Valentin Schwarz’s new production of Wagner’s Der Ring des Nibelungen, which premiered this summer at the composer’s purpose-built festival theater in Bayreuth, got off to a promising start. Instead of relying on the all-powerful ring of the tetralogy’s title, the young director transformed the object of everyone’s obsessive ambitions into youth, which is just as malleable, elusive, and futile to lust after as precious metal.

Accordingly, the Nibelung dwarf Alberich does not steal the gold of the Rhine to forge a literal ring but rather abducts a child whom he raises to carry out his evil plans. This abstraction works for as long as the immediacy of Schwarz’s vision develops through Das Rheingold, the cycle’s “preliminary evening.” Neither does it strain too much credulity in the second opera, Die Walküre, in which the ring, now a boy, is only ever mentioned and not seen.

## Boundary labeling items
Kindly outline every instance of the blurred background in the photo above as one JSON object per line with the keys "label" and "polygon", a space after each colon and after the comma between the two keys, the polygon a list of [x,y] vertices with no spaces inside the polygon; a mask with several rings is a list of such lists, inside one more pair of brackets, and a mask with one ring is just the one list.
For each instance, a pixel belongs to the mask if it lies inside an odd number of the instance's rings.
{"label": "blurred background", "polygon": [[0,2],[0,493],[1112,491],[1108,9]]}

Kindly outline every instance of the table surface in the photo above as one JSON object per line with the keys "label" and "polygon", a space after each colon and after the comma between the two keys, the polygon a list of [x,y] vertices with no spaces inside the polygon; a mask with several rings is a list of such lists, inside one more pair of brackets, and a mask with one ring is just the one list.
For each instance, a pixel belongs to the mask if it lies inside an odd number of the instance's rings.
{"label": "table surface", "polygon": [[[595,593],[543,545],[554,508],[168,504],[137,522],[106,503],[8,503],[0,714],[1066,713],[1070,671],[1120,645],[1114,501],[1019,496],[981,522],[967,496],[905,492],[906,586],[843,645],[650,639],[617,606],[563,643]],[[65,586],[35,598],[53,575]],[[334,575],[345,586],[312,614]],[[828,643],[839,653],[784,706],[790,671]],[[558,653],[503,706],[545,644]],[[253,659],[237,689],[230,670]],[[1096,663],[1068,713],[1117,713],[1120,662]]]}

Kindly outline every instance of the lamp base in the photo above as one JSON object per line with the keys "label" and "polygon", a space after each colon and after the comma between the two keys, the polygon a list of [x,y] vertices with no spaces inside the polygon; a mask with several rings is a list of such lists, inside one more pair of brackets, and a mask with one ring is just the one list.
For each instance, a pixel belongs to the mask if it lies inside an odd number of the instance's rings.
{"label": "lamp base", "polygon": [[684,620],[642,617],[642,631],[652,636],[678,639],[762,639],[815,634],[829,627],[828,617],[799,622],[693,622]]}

## TASK LIST
a: Reproduce part of the passage on the Bayreuth Ring verbatim, beginning at the words "Valentin Schwarz’s new" and stopping after "as precious metal.".
b: In the passage on the Bayreuth Ring, what does Alberich abduct instead of stealing the gold of the Rhine?
c: Continue the passage on the Bayreuth Ring from its last sentence.

## OUTPUTS BY TASK
a:
Valentin Schwarz’s new production of Wagner’s Der Ring des Nibelungen, which premiered this summer at the composer’s purpose-built festival theater in Bayreuth, got off to a promising start. Instead of relying on the all-powerful ring of the tetralogy’s title, the young director transformed the object of everyone’s obsessive ambitions into youth, which is just as malleable, elusive, and futile to lust after as precious metal.

b: A child, whom he raises to carry out his evil plans.

c:
In the third and fourth installments, however, the conceit dies a slow, strange death, leaving us with no message to imbibe, few effects to weigh, and a great deal of confusion to sort through. After a moving Walküre, Siegfried starts conventionally enough. As in most Bayreuth Ring productions over the previous half century, the young hero, Siegfried, has been raised in frowzy postmodern surroundings by Alberich’s abused brother Mime. Siegfried’s sole purpose is to gain the ring from the giant Fafner, to whom the chief god Wotan has given it as payment for building his fortress of Valhalla. Mime’s secret long-term plan is to kill Siegfried and take the ring and its powers for himself.

Arnold Bezuyen (Mime) in Schwarz’s production of Siegfried at the 2022 Bayreuth Festival. © Bayreuth Festival, Photo: Enrico Nawrath.

Schwarz’s visuals for Siegfried’s first act earn few points for originality. In a puzzling reversal, the director even has Siegfried reforge the tetralogy’s actual sword, whereas in Walküre Schwarz had replaced it (and all other weapons) with an automatic pistol. The loss of continuity was keenly felt on both a literal and symbolic level and could easily have been avoided.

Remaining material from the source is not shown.